▶ _What to work on_
Present the items from the line holding "Medical imaging module: given the scan above, outline the tree" through the line holding "[23,18,30,35]", inclusive, as a numbered list, omitting any blank lines.

▶ _Supplied data_
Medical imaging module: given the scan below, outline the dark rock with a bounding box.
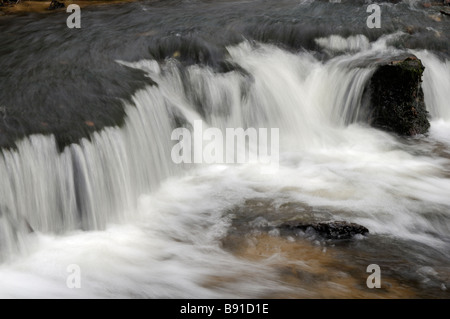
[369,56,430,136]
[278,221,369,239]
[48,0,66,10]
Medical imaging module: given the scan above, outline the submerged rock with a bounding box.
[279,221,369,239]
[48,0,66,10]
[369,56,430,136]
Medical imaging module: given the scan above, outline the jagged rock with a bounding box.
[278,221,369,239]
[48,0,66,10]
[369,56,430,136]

...

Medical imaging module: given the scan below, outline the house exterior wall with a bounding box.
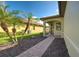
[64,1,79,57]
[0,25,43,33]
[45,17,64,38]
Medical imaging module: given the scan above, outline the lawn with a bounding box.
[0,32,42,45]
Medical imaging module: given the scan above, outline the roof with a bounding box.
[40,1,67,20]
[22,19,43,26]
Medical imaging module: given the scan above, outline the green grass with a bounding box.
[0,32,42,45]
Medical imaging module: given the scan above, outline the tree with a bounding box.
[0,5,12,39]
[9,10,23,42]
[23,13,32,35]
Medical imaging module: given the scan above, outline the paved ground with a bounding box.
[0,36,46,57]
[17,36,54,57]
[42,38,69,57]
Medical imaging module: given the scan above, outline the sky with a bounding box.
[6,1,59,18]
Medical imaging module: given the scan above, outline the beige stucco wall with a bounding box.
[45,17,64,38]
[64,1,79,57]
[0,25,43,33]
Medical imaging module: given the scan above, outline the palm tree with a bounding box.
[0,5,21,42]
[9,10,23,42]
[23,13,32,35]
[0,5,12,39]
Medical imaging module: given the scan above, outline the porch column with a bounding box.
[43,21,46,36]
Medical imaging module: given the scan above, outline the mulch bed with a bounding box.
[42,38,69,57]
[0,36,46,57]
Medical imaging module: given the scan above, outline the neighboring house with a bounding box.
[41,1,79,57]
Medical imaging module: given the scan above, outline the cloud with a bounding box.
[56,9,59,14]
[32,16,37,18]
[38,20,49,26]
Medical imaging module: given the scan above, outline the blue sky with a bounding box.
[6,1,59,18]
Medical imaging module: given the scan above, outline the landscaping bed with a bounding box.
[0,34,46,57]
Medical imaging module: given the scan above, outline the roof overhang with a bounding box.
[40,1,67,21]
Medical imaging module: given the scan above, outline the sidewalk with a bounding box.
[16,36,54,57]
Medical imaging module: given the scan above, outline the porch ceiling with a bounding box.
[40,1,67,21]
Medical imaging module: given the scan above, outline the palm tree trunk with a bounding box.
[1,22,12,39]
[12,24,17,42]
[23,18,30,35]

...

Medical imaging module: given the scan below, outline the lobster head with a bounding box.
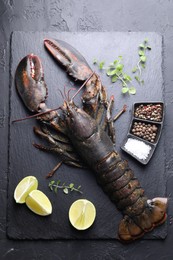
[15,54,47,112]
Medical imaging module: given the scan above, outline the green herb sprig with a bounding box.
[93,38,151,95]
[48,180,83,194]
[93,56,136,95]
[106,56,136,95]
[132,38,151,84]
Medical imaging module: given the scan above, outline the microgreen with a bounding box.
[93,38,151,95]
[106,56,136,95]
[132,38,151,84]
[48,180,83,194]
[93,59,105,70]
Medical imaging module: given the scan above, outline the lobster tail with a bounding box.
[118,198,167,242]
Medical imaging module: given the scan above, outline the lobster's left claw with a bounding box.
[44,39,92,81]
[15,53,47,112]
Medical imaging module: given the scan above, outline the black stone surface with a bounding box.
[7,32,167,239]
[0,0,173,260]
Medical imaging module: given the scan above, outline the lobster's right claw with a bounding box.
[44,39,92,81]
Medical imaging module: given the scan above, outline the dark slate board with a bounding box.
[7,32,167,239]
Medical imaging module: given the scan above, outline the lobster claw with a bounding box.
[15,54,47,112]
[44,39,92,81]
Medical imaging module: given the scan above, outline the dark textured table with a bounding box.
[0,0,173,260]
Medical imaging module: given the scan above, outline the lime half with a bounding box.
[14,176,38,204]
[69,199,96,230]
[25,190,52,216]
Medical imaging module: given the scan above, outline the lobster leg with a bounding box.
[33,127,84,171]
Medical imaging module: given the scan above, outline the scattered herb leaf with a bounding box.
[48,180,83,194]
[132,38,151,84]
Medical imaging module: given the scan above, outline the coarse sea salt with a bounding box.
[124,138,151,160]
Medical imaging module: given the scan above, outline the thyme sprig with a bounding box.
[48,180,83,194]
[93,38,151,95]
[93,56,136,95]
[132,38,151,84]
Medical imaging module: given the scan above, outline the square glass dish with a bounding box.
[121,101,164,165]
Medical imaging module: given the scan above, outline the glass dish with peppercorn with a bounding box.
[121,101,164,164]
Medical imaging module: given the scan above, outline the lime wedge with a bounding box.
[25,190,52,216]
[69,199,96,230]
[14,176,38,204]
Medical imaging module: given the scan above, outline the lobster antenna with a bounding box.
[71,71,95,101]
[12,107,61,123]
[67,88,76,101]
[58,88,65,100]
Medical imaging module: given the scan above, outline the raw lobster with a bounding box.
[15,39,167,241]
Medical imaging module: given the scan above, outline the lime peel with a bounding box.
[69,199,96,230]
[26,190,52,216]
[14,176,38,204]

▶ _Solution below_
1. Medical imaging module: given the scan above, outline the tree with a bounding box.
2. [0,5,12,39]
3. [9,10,23,42]
4. [23,13,32,35]
5. Medical imaging module: given the scan above, outline the paved ground with a bounding box.
6. [0,36,46,57]
7. [17,36,54,57]
8. [42,38,69,57]
9. Medical imaging module: given the scan above, outline the sky with a bounding box.
10. [6,1,59,18]
11. Medical imaging module: given the scan above, outline the beige stucco wall with a bounding box.
12. [45,17,64,38]
13. [64,1,79,57]
14. [0,25,43,33]
15. Medical imaging module: given the scan above, outline the palm tree with a bounding box.
16. [0,5,21,42]
17. [9,10,23,42]
18. [23,13,32,35]
19. [0,5,12,39]
20. Medical imaging module: given the scan above, outline the porch column with a bounding box.
21. [43,21,46,36]
22. Medical imaging module: given the scan above, outline the mulch bed with a bounding box.
23. [42,38,69,57]
24. [0,36,46,57]
25. Medical imaging module: given the scan above, outline the neighboring house with a bounding box.
26. [41,1,79,57]
27. Medical imaging module: given the scan above, outline the cloud with a bounding box.
28. [56,9,59,14]
29. [32,16,37,18]
30. [38,20,49,26]
31. Medical imaging module: given the scan above, outline the blue sky with a bounding box.
32. [6,1,59,18]
33. Medical imaging module: given the scan above, outline the landscaping bed with a bounding box.
34. [0,34,46,57]
35. Medical imaging module: given the scan above, outline the roof overhang with a bounding box.
36. [40,1,67,21]
37. Medical imaging module: given the scan above, outline the sidewalk with a bounding box.
38. [16,36,54,57]
39. Medical imaging module: given the scan above, outline the porch ceiling with a bounding box.
40. [40,1,67,21]
41. Medical imaging module: given the scan above, outline the palm tree trunk with a bounding box.
42. [1,22,12,39]
43. [12,24,17,42]
44. [23,18,30,35]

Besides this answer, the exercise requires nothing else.